Extrait à lire:
------------
Comme Engels, Bruno Muel établit, consigne, expose, met en rapport. Et comme Engels son article, il termine son film sur une évocation de ce que représente le drapeau rouge et sur un calme appel au combat. Sochaux 11 juin 68 sans le savoir peut-être commémore un anniversaire plus lointain : « Dans la nuit du 23 au 24, la Société des Droits de l’homme, qui avait été reconstituée le 11 juin, décida d’utiliser l’insurrection au profit du Drapeau rouge et, par conséquent, d’y participer. Elle a donc tenu une réunion, décidé les mesures nécessaires et nommé deux comités permanents » (Engels 4).

La vie ouvrière revient à choisir entre deux types de mort, à grand ou à petit feu. Alors, contre la logique criminelle qui engouffre les corps dans l’usine comme elle engloutit les morts dans l’histoire, Sochaux 11 juin 68 monte ses images de telle sorte que non seulement « Le refoulé politique » revienne au jour (l’usine-citadelle enfin pénétrée et montrée en plan-séquence, les bobines des charges de CRS retrouvées chez un chauffeur de taxi et soigneusement refilmées) mais aussi qu’à la présence la plus fugitive, un témoin, une ombre, le sourire d’un syndicaliste qui rit en écoutant le discours filandreux du patron, soit rendu l’hommage de sa particularité. Ici chaque gros plan de visage devient un tract en faveur de l’humanité : l’empreinte cinématographique devient, en tant que telle, combat.
------------
Données fournies:

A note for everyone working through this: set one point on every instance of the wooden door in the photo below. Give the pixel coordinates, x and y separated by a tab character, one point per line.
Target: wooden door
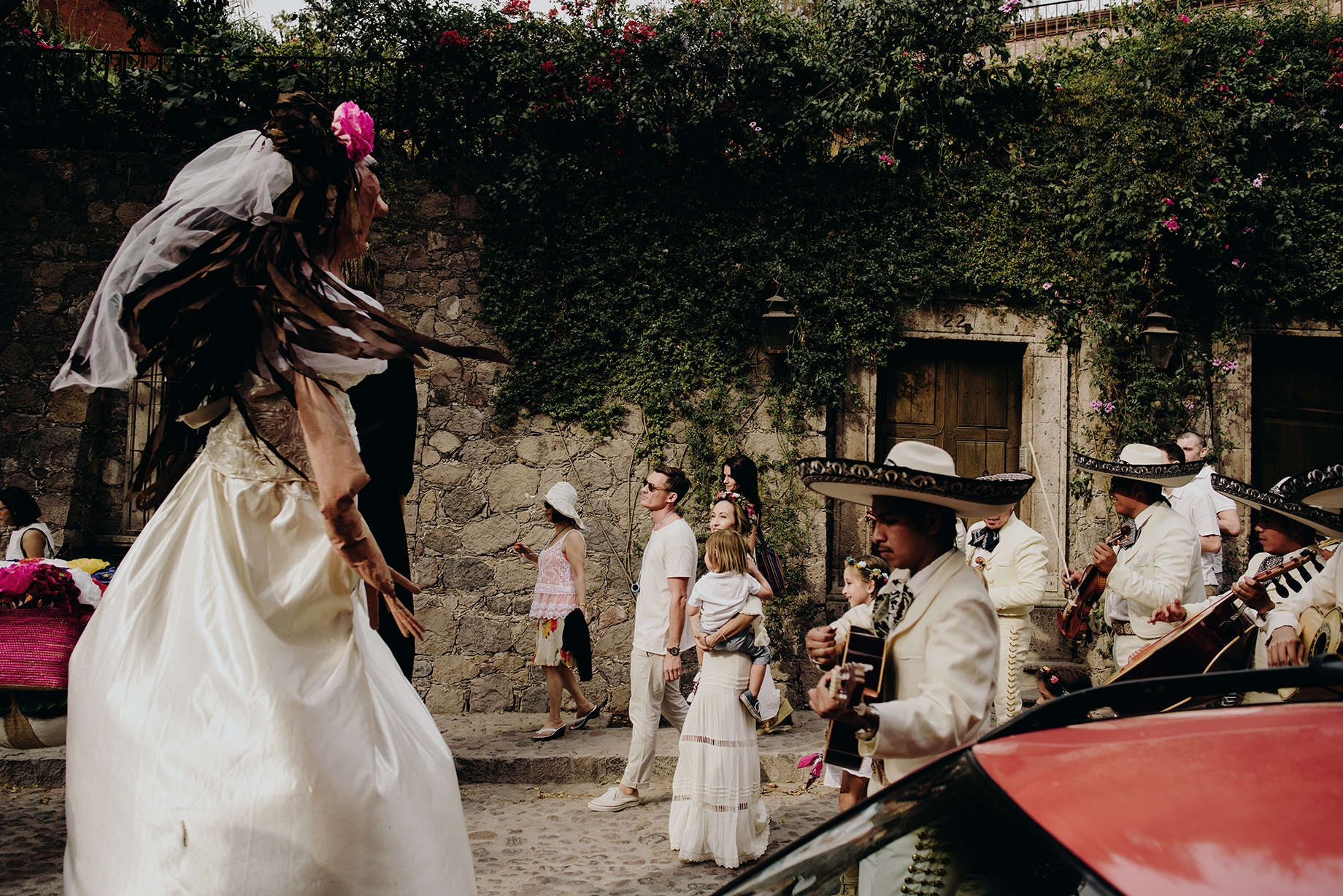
------------
Travail demandé:
D'après l'extrait à lire, à quelle date la Société des Droits de l'homme avait-elle été reconstituée ?

Résultat attendu:
Elle avait été reconstituée le 11 juin.